#### [What you have to do]
Report every line in the records that contains the word "positive", copied in full.

*** Opening The data ***

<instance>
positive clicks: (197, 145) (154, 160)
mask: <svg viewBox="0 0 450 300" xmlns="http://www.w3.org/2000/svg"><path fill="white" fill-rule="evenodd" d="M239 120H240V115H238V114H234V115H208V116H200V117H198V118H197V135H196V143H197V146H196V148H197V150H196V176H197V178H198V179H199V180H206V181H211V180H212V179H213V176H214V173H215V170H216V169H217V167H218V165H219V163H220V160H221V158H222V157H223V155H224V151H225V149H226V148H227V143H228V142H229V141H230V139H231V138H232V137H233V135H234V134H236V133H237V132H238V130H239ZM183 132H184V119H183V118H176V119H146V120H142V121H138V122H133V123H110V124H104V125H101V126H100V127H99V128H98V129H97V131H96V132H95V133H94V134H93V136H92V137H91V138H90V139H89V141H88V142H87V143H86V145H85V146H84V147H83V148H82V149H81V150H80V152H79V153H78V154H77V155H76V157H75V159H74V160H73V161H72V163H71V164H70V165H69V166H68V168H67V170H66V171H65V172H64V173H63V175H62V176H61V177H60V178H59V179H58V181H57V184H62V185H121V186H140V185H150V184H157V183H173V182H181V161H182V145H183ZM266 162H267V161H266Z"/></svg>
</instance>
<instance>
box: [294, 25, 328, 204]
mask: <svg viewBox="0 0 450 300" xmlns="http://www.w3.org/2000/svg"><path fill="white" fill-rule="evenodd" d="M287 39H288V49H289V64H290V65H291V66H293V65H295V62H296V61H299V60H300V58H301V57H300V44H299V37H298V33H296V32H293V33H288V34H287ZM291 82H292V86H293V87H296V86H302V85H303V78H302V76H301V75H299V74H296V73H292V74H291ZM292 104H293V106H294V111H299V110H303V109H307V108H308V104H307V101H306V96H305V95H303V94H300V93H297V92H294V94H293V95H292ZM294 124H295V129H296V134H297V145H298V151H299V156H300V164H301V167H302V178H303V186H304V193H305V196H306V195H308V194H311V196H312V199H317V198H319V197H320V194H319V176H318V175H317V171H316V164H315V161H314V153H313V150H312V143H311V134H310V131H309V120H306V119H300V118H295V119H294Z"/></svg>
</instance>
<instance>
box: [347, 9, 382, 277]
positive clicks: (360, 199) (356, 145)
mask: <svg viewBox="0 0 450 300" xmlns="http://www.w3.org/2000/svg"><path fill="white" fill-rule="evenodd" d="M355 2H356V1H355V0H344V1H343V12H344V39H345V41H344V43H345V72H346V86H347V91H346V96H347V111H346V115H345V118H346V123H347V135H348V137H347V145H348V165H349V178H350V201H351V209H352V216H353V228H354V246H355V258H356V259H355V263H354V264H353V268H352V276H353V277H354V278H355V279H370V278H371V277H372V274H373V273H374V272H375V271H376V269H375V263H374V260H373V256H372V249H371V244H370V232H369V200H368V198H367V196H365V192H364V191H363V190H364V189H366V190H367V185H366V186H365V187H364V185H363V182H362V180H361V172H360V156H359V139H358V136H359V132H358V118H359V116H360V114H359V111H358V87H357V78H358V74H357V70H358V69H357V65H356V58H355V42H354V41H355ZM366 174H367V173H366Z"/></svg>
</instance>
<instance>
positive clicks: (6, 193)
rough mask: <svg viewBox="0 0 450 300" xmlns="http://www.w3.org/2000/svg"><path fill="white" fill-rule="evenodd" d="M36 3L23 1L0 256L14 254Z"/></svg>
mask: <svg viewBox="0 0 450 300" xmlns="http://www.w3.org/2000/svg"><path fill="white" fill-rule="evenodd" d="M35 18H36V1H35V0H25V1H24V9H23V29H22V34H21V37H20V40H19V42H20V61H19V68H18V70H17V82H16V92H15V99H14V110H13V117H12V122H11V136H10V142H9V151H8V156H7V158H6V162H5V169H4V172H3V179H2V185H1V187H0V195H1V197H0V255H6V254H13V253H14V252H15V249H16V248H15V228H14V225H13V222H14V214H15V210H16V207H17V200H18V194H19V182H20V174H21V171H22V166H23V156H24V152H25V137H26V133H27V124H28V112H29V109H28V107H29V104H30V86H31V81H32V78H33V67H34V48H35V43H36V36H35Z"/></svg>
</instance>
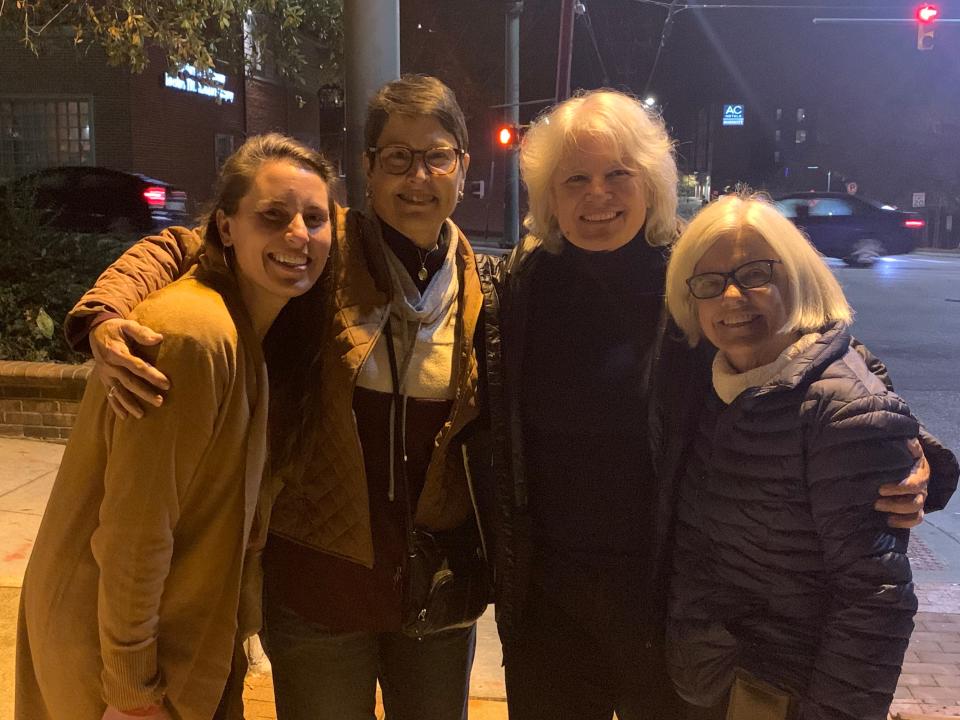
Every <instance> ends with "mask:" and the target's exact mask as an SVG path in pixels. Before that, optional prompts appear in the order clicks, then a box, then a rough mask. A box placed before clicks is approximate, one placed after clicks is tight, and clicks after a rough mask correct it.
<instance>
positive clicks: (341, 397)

*** Closing The data ***

#### [Solution for this task]
positive clicks: (197, 145) (154, 160)
positive clicks: (360, 199) (356, 145)
positive clicks: (6, 193)
positive clicks: (341, 397)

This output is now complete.